YOUR TASK: Here is a listing. Set it down again exactly.

- Opening Delimiter -

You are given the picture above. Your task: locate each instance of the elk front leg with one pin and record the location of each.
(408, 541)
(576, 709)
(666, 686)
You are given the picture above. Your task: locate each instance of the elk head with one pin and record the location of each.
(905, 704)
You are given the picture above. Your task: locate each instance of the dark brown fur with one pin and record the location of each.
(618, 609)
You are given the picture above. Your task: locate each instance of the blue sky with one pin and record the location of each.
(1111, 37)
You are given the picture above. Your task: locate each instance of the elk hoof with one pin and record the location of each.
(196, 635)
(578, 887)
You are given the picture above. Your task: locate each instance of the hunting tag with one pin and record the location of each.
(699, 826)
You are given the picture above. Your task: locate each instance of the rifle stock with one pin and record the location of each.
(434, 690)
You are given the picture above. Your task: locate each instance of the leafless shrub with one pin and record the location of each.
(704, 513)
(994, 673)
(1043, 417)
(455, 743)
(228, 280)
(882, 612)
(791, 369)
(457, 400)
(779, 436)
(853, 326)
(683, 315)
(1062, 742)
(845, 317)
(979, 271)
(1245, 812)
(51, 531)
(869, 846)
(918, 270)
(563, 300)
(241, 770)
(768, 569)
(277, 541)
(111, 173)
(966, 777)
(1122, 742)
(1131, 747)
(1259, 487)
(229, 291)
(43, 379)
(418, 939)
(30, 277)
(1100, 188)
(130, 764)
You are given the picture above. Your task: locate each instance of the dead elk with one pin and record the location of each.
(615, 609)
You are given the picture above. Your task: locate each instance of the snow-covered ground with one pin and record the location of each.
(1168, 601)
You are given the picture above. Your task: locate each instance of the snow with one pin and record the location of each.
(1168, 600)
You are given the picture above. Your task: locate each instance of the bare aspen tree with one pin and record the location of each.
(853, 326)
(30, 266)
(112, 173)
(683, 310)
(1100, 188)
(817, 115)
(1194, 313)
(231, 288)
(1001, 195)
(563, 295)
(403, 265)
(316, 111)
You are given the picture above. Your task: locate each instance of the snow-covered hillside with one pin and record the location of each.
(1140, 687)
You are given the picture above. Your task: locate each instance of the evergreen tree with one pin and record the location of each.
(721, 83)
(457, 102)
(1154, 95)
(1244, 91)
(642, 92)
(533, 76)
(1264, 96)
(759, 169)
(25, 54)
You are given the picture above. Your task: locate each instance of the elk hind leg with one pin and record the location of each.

- Closing Delimiter -

ANSWER TO THIS PROBLEM:
You are given the picture above. Your task: locate each instance of the elk front leg with one pin and record the location of each.
(408, 541)
(576, 709)
(666, 686)
You are given the picture above. Your task: locate each instance of the elk head with one pin and record the location of each.
(905, 704)
You are given the picture above. Your task: locate each instance of the dark brown fur with one pin and record the location of each.
(618, 609)
You are given the picture above. Your task: locate each instance of the blue sky with one pin and record the location of each.
(1111, 37)
You are given the picture above. Your task: locate each instance of the elk hoof with one pin and record the location of each.
(196, 635)
(578, 887)
You are given the picture above. Your task: locate each instance of the hunting tag with one pin and record the location of each.
(699, 826)
You are given the picture above. Your task: locate each instance of the rifle stock with one pin and record the location of each.
(434, 690)
You are given the picture above. Your task: locate each instance of the leafless shrub with one pin and record the location of each.
(704, 513)
(994, 673)
(1043, 417)
(455, 743)
(228, 280)
(882, 612)
(791, 369)
(457, 400)
(779, 436)
(853, 326)
(683, 315)
(1062, 742)
(845, 317)
(979, 271)
(1245, 812)
(51, 531)
(869, 846)
(918, 270)
(563, 300)
(241, 770)
(768, 569)
(277, 541)
(111, 173)
(966, 777)
(1122, 742)
(1131, 747)
(1259, 487)
(229, 291)
(43, 379)
(418, 939)
(30, 277)
(1100, 188)
(130, 764)
You are given the picture above. Your task: locate each instance of the dead elk with one pin and record the location of each.
(615, 609)
You are given the picture above. Your task: locate each instance of the snow-covered ground with one pin and record the location of each.
(1168, 601)
You are given the picture above. Your task: locate each instance of the snow with one pin and record the location of each.
(1168, 600)
You are given the picture above. Your task: locate each instance of the bare aspen tree with one pin and record the location of each.
(853, 326)
(30, 266)
(112, 173)
(683, 310)
(1100, 188)
(817, 115)
(1194, 313)
(231, 288)
(1001, 195)
(563, 295)
(403, 265)
(316, 111)
You are given the picture above. Your task: locate each instance of the snow-covered hillside with one pin and record the location of each.
(1140, 687)
You are given the picture above. Your task: locate each instance of the evergreen tree with one pin and record the location of each.
(721, 83)
(457, 102)
(1154, 95)
(1244, 91)
(642, 92)
(533, 76)
(1264, 96)
(759, 169)
(25, 54)
You are given the picture above. Your task: locate each instance of the elk hind leg with one pin and record the location of each.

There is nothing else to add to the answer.